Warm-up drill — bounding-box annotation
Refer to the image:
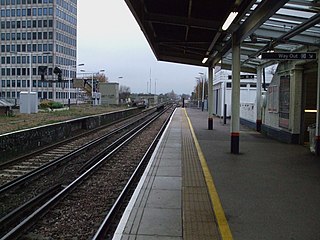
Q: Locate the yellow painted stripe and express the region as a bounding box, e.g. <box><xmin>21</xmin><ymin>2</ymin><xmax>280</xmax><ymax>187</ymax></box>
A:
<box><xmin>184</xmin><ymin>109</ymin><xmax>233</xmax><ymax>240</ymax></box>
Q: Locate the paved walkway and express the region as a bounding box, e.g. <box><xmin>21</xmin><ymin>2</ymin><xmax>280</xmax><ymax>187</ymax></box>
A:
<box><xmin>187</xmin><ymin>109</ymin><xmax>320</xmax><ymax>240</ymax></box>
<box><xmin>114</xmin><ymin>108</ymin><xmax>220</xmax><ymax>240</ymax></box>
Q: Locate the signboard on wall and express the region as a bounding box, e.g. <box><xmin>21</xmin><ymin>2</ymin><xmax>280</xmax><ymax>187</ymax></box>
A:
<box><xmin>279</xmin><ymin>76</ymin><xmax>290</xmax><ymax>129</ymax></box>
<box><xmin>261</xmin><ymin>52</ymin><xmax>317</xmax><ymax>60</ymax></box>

◆ ◆ ◆ ◆ ◆ ◆ ◆

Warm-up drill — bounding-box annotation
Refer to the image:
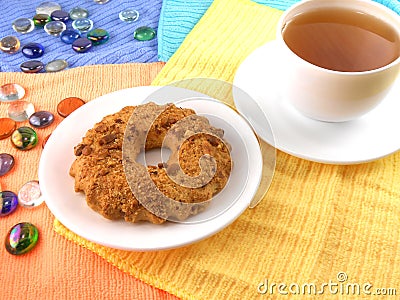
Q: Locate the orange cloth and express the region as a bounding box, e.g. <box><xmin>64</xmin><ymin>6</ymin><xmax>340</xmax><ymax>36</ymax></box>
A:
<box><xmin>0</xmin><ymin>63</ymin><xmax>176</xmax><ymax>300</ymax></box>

◆ ◆ ◆ ◆ ◆ ◆ ◆

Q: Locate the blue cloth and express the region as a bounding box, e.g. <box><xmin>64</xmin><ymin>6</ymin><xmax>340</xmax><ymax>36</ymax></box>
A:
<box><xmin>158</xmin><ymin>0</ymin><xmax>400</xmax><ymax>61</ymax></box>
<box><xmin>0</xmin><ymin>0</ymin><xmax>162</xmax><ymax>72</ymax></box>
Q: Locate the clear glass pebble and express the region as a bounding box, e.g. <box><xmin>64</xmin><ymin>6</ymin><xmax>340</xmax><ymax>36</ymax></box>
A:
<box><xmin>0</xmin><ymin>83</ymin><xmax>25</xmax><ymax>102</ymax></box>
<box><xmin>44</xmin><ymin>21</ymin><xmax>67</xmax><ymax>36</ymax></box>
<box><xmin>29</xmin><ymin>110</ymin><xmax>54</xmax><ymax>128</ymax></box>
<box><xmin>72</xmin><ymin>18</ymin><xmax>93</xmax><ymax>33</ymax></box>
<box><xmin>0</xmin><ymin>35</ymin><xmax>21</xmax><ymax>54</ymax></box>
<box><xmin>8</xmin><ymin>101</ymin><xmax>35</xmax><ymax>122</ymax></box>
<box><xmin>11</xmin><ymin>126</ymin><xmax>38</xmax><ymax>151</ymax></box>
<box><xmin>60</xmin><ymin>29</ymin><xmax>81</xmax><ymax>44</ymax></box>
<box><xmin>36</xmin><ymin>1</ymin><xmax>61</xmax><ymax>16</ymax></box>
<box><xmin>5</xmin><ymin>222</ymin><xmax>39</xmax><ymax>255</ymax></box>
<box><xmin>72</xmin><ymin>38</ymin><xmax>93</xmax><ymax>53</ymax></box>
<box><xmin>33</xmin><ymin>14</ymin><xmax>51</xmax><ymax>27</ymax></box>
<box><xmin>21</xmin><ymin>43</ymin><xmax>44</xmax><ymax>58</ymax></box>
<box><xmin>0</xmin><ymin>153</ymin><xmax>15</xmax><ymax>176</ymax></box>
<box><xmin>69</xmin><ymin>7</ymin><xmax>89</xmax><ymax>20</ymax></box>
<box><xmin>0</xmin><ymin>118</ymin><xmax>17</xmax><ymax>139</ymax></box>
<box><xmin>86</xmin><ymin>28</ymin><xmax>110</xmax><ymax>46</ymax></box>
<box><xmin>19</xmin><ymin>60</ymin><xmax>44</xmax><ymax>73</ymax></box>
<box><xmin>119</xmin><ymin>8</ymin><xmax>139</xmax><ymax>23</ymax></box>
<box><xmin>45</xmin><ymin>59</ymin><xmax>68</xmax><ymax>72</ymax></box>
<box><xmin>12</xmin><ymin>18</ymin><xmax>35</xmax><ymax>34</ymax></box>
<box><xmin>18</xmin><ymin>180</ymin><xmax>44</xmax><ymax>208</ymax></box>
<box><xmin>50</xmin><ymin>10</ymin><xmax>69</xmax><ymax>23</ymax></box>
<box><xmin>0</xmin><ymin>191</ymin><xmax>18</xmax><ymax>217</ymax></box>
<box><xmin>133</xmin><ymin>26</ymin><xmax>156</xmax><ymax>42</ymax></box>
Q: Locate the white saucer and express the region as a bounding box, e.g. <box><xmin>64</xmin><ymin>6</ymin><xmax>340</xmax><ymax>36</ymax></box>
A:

◆ ◆ ◆ ◆ ◆ ◆ ◆

_Given exercise_
Which rows above contain the word "region", matching case exactly? Select each of them and copy it out.

_Exercise output_
Q: Locate the yellow painted stripe and express the region as a bounding box, e.g. <box><xmin>21</xmin><ymin>2</ymin><xmax>280</xmax><ymax>187</ymax></box>
Q: Locate the paved walkway and express the region as a bounding box, e.g. <box><xmin>21</xmin><ymin>2</ymin><xmax>280</xmax><ymax>187</ymax></box>
Q: Locate the signboard on wall and express the region as a bounding box, e.g. <box><xmin>21</xmin><ymin>2</ymin><xmax>280</xmax><ymax>187</ymax></box>
Q: Locate the orange cloth and express the region as a bounding box, e.g. <box><xmin>64</xmin><ymin>6</ymin><xmax>340</xmax><ymax>36</ymax></box>
Q: Locate the blue cloth and express the region as a bounding box, e.g. <box><xmin>64</xmin><ymin>6</ymin><xmax>340</xmax><ymax>36</ymax></box>
Q: Locate the clear glass pebble and express the region as a bounding box, e.g. <box><xmin>64</xmin><ymin>6</ymin><xmax>340</xmax><ymax>36</ymax></box>
Q: Locate the white saucer and express the region as a bounding box, e.g. <box><xmin>64</xmin><ymin>6</ymin><xmax>340</xmax><ymax>36</ymax></box>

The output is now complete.